(WRITTEN INSTRUCTION): Reproduce every one of the lines below word for word, with no change to any character or line break.

(EXERCISE INPUTS):
-------

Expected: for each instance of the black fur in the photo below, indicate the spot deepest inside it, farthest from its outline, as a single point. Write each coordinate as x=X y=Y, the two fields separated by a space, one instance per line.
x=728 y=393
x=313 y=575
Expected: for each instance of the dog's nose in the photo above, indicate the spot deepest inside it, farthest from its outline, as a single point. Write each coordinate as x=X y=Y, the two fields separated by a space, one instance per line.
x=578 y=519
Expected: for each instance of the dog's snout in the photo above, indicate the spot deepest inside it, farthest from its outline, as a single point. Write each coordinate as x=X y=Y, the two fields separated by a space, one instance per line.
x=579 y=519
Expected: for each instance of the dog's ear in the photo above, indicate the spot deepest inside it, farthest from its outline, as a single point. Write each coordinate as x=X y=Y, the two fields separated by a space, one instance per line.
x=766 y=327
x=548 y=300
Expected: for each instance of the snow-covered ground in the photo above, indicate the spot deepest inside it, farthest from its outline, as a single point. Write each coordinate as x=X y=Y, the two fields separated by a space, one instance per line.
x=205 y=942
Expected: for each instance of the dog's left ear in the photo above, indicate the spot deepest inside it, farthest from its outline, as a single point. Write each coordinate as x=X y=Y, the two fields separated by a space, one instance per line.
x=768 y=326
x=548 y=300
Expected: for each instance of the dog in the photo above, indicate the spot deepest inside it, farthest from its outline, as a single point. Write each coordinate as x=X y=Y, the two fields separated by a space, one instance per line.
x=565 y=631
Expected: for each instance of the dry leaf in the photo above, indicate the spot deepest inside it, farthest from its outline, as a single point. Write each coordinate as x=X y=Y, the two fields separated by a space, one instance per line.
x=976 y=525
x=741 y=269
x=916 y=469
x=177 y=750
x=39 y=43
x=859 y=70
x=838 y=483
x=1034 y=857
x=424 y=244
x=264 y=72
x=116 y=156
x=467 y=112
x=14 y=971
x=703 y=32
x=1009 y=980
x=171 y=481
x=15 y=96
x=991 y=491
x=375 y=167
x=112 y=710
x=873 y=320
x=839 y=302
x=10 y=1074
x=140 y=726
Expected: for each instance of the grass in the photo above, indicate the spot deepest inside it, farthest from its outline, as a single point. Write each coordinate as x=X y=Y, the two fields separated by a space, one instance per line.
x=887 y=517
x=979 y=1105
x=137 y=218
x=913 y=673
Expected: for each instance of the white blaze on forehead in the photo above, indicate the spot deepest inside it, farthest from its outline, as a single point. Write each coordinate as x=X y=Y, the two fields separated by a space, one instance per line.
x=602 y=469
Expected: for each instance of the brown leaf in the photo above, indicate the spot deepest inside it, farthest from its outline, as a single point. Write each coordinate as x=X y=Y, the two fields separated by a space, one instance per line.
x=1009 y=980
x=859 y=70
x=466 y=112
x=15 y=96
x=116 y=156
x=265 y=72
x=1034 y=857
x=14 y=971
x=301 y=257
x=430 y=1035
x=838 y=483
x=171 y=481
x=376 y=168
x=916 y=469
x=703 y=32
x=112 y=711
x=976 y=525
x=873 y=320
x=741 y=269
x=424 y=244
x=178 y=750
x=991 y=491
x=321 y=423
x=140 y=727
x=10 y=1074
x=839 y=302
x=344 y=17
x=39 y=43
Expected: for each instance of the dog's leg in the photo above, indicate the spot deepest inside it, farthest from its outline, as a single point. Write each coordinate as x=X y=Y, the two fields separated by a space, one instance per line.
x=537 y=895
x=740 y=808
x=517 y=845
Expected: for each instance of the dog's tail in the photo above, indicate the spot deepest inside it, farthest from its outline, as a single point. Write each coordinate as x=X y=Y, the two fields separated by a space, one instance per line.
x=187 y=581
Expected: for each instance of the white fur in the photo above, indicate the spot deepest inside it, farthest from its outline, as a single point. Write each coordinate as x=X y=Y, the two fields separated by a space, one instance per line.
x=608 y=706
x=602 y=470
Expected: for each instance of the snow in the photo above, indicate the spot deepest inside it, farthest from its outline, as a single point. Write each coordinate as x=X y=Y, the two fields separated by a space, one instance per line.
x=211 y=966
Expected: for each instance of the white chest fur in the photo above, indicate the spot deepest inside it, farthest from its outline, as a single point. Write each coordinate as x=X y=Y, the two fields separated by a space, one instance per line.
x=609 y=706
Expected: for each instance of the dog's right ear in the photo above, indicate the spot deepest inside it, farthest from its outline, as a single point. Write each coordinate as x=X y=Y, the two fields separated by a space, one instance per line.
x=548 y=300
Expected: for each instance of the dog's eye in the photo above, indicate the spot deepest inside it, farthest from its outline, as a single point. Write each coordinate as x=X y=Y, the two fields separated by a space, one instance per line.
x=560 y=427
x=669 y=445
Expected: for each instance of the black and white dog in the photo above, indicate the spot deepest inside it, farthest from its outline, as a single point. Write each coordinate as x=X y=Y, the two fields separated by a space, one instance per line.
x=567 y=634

-------

(RESPONSE):
Expected: for each instance of the black fur in the photo below, indicate the spot deepest inside it, farthest from its outline, as a single point. Write each coordinate as x=X y=Y, the two fields separated by a space, one instance per line.
x=728 y=393
x=313 y=575
Expected: for each instance of the dog's nose in the photo above, indicate the spot deepest inside it, farthest from its outline, as a single point. Write each coordinate as x=X y=Y, the two fields separated by a space, one instance per line.
x=578 y=519
Expected: for each instance of the dog's snout in the photo above, indicate the spot deepest inside it, farthest from its outline, as a single point. Write each coordinate as x=X y=Y, the two fields separated by a space, one instance per line.
x=579 y=519
Expected: for each instance of the dog's ear in the photo above, indicate the spot deepest inside it, farthest from its outline, as a single point. Write each coordinate as x=X y=Y, the two fields separated by a space, one instance per line.
x=766 y=327
x=548 y=300
Expected: for each instance of the snow-covered ground in the photo above, indicate the spot deepest inside it, farthest from its outline, as a single point. Write each coordinate as x=X y=Y, the two fields separated by a space, one instance per line.
x=205 y=942
Expected: for each instance of the dog's left ear in the photo above, indicate the spot deepest inside it, farthest from its outline, as a single point. Write each coordinate as x=X y=Y, the two fields separated by a space, one instance per line.
x=768 y=326
x=548 y=300
Expected: for each instance of the dog in the photo above, indicate the spot deepest inside it, farthest from its outline, as a single point. Write each coordinate as x=X y=Y, the two fields separated by a space, one instance per line.
x=565 y=631
Expected: for each instance of the dry leaf in the photo above, indicate the spot deepest inside it, farthest from its outline, as a single point. Write each coordinate as x=X y=Y, the two fields separated by a space, one instance per line.
x=976 y=525
x=741 y=269
x=916 y=469
x=177 y=750
x=39 y=43
x=859 y=70
x=838 y=483
x=1034 y=857
x=424 y=244
x=264 y=72
x=116 y=156
x=467 y=112
x=14 y=971
x=703 y=32
x=1009 y=980
x=171 y=481
x=15 y=96
x=991 y=491
x=375 y=167
x=112 y=710
x=873 y=320
x=839 y=302
x=10 y=1074
x=140 y=726
Expected: for each instance of the grass in the photo above, indicate the spot deepest inside it, farthest from its outline, as a single point. Write each coordinate as x=X y=Y, the two fields separated by a space, one instance per line.
x=887 y=517
x=979 y=1105
x=137 y=218
x=913 y=673
Expected: for each instance of the white blaze on forehead in the photo above, indicate the spot deepest inside it, farthest from its outline, as a single point. Write each coordinate as x=X y=Y, the two fields separated by a space, one instance per line.
x=602 y=469
Expected: for each instance of the brown leaf in the photo above, indicate the spot deepest inside it, farthest from its outline, as a single point. Write each coordinate as x=X y=Y, the two fields separated by a space, one instance per line.
x=1009 y=980
x=859 y=70
x=466 y=112
x=15 y=96
x=116 y=156
x=265 y=72
x=1034 y=857
x=14 y=971
x=301 y=257
x=430 y=1035
x=838 y=483
x=171 y=481
x=376 y=168
x=916 y=469
x=703 y=32
x=112 y=711
x=976 y=525
x=873 y=320
x=741 y=269
x=424 y=244
x=178 y=750
x=991 y=491
x=321 y=423
x=140 y=727
x=10 y=1074
x=839 y=302
x=344 y=17
x=39 y=43
Expected: for each instance of the dog's leg in the photo above, indicate the spot deepest inside it, farthest from its outline, as a single point. Write each coordinate as x=X y=Y, the two fields separated by a space, one instance per line.
x=537 y=895
x=740 y=808
x=517 y=845
Expected: for each instance of the dog's tail in the photo above, indicate the spot deepest inside it, farthest from its outline, as a single point. Write each coordinate as x=X y=Y, the two fields separated by a space, one instance per line.
x=187 y=581
Expected: for each instance of the white fur in the photo above, indicate the spot deepest inside it, farthest from its outline, as a single point. Write each coordinate as x=X y=Y, the two fields separated by a space, one instance per line.
x=608 y=706
x=602 y=470
Expected: for each instance of the snow in the photo above, indicate the spot deepest inside it, farthest from its outline, as a single point. Write each coordinate as x=X y=Y, the two fields separated by a space, one instance per line.
x=211 y=966
Expected: for each instance of the white chest fur in the photo above, indicate the spot deepest inside it, farthest from its outline, as a single point. Write each coordinate as x=X y=Y, the two fields separated by a space, one instance per line.
x=609 y=706
Expected: for each instance of the dog's right ear in the photo above, indicate the spot deepest inside it, farthest from its outline, as a single point. Write each coordinate as x=X y=Y, the two fields separated by a space, one instance per line.
x=548 y=300
Expected: for each instance of the dog's eye in the photo above, indicate the spot deepest inside it, farthest from its outline, as a single point. Write each coordinate as x=X y=Y, the two fields separated by a space, one instance per line.
x=560 y=427
x=669 y=445
Expected: for each instance of the black and white dog in the photo above, indicate the spot deepest inside it, farthest from its outline, as a single point. Write each coordinate as x=X y=Y, the two fields separated by a space, one instance per line.
x=567 y=634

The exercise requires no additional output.